Blockchain Technology

Blockchain Technology: How This Revolutionary Technology Works

Blockchain is the combination of the words “Block” (Information about a transaction such as the sender and receiver as well as amount of transaction) & “Chain” (A combination of Blocks). It is primarily a storage of Chunks, bits or Blocks of Information that are joined together to form a Compilation of Blocks or Blockchain.

This Post Contains

  • History Of Blockchain.
  • What Is Blockchain?
  • What Really Makes Blockchain Technology Important.
  • Key Features Of Blockchain Technology.
  • Types Of Blockchains.

Blockchain Technology is behind Crypto currency it ensures the smooth operations and usage of Information through Smart contracts.

 Not to waste too much of your time. What Is Blockchain? How does Blockchain Operate? These are questions people ask. But before I provide the Answers, let’s first understand The history of Blockchain Technology.

◆ WRITTEN EXERCISE 1 ◆
Answer these questions about the blockchain post, each on its own line and marked (a), (b), (c):
(a) What information does the post say a "Block" holds?
(b) What does the post say blockchain technology is behind?
(c) What does the author want readers to understand before the answers are given?
◆ WRITTEN EXERCISE 2 ◆
Please quote the blockchain post word for word, starting at "Blockchain Technology is" and ending at "history of Blockchain Technology.".
◆ WRITTEN EXERCISE 3 ◆
Extend the blockchain post with a few paragraphs that carry on from its last sentence.
The data that follows plays no part in any of these tasks.

◆ EXCERPTED RECORDS ◆
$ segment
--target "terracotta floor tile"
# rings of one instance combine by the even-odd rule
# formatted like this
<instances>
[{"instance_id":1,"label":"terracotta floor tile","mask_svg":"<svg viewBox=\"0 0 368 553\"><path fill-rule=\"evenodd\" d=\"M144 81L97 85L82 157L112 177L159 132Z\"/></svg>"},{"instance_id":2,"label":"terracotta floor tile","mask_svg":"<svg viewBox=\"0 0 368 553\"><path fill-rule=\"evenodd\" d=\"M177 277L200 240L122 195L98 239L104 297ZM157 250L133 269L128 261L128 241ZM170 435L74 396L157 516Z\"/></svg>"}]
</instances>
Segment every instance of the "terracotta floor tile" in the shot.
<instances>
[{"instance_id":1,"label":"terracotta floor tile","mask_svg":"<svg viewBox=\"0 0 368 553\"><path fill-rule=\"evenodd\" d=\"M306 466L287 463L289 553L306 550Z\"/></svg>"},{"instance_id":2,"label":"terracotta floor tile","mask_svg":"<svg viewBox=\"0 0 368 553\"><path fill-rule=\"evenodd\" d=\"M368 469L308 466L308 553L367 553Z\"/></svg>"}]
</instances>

◆ FINAL ANSWER 1 ◆
(a) Information about a transaction, such as the sender and receiver and the amount of the transaction.
(b) Crypto currency.
(c) The history of Blockchain Technology.

◆ FINAL ANSWER 2 ◆
Blockchain Technology is behind Crypto currency it ensures the smooth operations and usage of Information through Smart contracts.

 Not to waste too much of your time. What Is Blockchain? How does Blockchain Operate? These are questions people ask. But before I provide the Answers, let’s first understand The history of Blockchain Technology.

◆ FINAL ANSWER 3 ◆
History of Blockchain

 David Chaum a Cryptographer first proposed a blockchain protocol in his 1982 Research paper  “Computer Systems Established, Maintained, and Trusted by Mutually Suspicious Groups”

The research was carried on further in 1991 by Stuart Haber and W. Scott Stornetta. They wanted to bring about a System where Document Timestamps could not be tampered with and were Irreversible.

These were the original Idealists behind Blockchain Technology, until Satoshi Nakamoto [The Pseudonymous Creator(s) of Bitcoin] adopted it for Bitcoin.

What is Blockchain?

Blockchain is a ledger of transactions used for storing Information in a way that makes it impossible to alter or hack the information.

In a more comprehensive way, Blockchain is a Computer system and database that keeps records of Transactions, between the Sender and the Receiver and stores the Transaction details. It is created in a way that doesn’t allow a 3rd party Interference and all parties involved have control collectively.


Blockchain assembles tiny bits (Blocks) of Information, joins(Chain) them together to Form a Blockchain in a system that secures the Information from 3rd party Interference.

Blockchain was created so as to make the Information stored Irreversible, Immutable and Unchangeable.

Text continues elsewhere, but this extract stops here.